▸ **Entries provided**
----

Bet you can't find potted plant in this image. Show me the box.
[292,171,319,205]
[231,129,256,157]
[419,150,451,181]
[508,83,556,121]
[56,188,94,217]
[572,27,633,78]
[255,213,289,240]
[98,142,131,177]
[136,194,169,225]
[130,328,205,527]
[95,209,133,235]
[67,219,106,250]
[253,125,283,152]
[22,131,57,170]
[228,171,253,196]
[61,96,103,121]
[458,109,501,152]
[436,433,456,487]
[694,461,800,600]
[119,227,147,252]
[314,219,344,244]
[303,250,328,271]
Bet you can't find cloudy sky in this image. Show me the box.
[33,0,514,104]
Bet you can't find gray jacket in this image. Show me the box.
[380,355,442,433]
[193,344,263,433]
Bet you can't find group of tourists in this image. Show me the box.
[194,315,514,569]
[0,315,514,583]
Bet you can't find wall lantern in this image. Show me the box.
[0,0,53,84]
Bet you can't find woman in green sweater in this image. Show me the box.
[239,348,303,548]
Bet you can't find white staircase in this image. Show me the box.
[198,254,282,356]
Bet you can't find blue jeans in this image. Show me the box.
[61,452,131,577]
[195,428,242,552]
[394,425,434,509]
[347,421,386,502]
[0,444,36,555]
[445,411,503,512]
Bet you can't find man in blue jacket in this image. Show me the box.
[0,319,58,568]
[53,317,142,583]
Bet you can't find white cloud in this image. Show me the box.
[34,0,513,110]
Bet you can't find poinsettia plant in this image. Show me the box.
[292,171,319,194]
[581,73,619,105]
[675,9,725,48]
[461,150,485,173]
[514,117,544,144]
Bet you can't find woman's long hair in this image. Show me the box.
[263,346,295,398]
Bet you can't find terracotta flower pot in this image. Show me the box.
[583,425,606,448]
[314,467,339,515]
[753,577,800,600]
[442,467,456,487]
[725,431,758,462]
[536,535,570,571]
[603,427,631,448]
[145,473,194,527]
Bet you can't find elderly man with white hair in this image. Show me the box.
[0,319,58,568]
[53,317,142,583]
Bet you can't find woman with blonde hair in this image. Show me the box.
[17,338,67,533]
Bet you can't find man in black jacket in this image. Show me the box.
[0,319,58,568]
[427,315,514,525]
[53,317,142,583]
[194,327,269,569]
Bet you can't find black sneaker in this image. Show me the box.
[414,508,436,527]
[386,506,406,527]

----

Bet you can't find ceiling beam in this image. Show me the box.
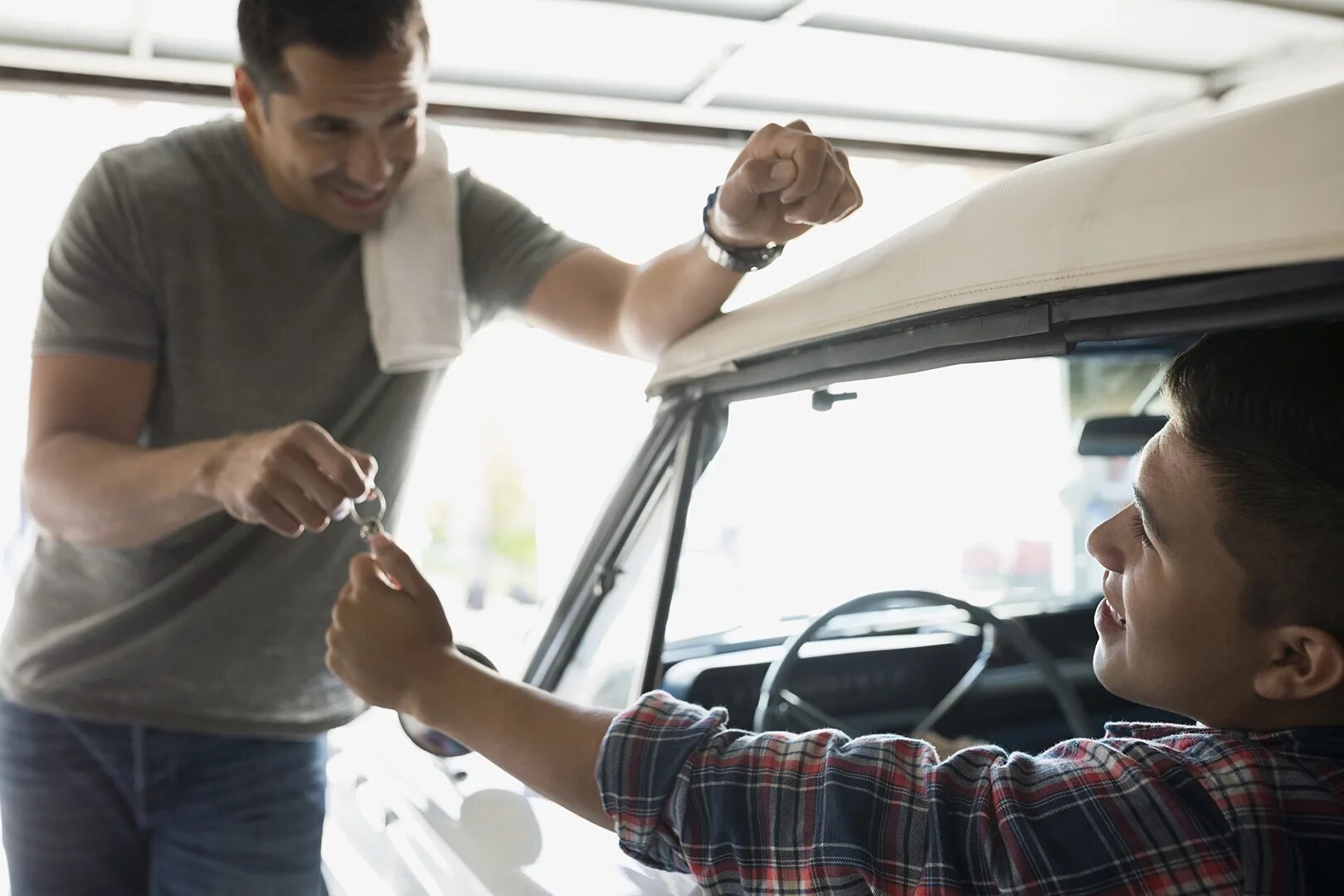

----

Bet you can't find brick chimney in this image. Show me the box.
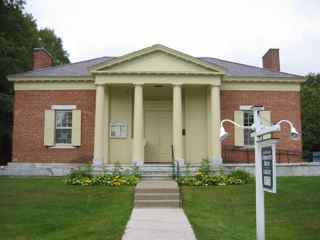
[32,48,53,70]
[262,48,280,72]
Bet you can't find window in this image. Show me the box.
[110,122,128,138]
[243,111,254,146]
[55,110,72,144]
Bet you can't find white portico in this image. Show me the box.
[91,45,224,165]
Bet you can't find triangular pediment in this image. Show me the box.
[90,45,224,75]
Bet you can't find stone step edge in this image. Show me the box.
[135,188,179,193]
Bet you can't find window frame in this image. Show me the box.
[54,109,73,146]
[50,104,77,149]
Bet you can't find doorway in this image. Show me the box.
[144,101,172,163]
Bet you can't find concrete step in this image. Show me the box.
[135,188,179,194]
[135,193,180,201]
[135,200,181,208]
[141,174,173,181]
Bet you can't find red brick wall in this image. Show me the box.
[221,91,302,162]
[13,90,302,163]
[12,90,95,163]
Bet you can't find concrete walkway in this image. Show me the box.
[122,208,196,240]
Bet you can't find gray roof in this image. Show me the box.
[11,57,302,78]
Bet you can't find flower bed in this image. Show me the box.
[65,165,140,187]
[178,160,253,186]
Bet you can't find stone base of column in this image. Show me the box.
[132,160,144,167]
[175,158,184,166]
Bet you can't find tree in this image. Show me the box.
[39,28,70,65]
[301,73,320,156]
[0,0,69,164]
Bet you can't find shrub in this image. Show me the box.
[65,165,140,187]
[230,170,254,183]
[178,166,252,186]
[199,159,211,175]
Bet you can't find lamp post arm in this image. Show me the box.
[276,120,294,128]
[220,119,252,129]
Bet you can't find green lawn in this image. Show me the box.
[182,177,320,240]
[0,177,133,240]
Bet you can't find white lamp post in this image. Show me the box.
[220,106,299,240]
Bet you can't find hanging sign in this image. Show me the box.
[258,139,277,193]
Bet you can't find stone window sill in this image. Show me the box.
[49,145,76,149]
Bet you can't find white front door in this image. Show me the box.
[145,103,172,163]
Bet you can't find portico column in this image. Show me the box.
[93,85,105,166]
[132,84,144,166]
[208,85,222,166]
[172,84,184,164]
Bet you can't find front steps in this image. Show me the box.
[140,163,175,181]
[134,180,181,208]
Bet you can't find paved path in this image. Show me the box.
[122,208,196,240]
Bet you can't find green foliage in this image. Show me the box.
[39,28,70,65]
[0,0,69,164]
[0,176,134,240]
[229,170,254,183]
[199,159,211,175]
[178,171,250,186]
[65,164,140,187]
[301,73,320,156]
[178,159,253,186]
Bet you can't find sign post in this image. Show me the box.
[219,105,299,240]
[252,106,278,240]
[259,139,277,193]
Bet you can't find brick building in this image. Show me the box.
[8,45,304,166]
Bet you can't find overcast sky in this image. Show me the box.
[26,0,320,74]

----

▸ **Directions**
Can you show every line in the records above that includes the word "black", copying each one in full?

▸ **Reply to the exercise**
Bet you can't find man in black jacket in this image. Show me the box.
Bet you can't find black sneaker in this image. Show me the box.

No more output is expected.